> [Reading text]:
● ● ● ● ●

Sunday, November 27, 2011

Trimming the Tree

Are we the only family celebrating Christmas who still buys a fresh tree every year? And, am I being politically incorrect to say that I'm excited to get our tree? I'm sorry, but I am excited. I adore having a big, fat, fresh tree in the middle of our family room, and I receive great joy from decorating it...well, sometimes.

I'll admit it, if I didn't have children, I'd live in a perfect house and turn out perfect meals that rival Martha Stewart's. I'd have a linen closet with ironed and starched linens, all monogrammed by hand. Every room would have fresh flowers from my many organic gardens which grow from my soil enriched from the year-round composting I produce from my organic kitchen waste. Oh, dear, have I digressed?

● ● ● ● ●

> [Collected data]:
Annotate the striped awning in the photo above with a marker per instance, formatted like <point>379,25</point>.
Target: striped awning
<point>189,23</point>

● ● ● ● ●

> [Problem set]:
• 1. Repeat the stretch of the post about trimming the tree from "Sunday, November 27, 2011" through "decorating it...well, sometimes.", word for word.
• 2. In the post about trimming the tree, where does the writer love to have a big, fresh tree?
• 3. Take the post about trimming the tree further, picking up right after its last sentence.

> [Answer set]:
• 1.
Sunday, November 27, 2011

Trimming the Tree

Are we the only family celebrating Christmas who still buys a fresh tree every year? And, am I being politically incorrect to say that I'm excited to get our tree? I'm sorry, but I am excited. I adore having a big, fat, fresh tree in the middle of our family room, and I receive great joy from decorating it...well, sometimes.

• 2. In the middle of the family room.

• 3.
Christmas tree...oh, yes. In the early years of parenting, our Christmas tree was adorned with candy canes, home made gingerbread men and strung popcorn. Sigh, those trees looked so happy to me! I enjoyed its home made perfection and carried the theme onto matching garland around the room. However, the year our older son turned two, we discovered the reason he had constant diarrhea was because he was gluten and dairy intolerant. In the months before Christmas that year, we had also removed soy and corn from his diet. He was a busy child who was constantly putting everything in his mouth. Our traditional tree was no longer safe for him.

Frankly, I didn't know what what was safe for him. This kid was like a bull in a china shop! His hands were always into things, grabbing things, breaking things, eating things. I had no idea what I was going to do with the tree.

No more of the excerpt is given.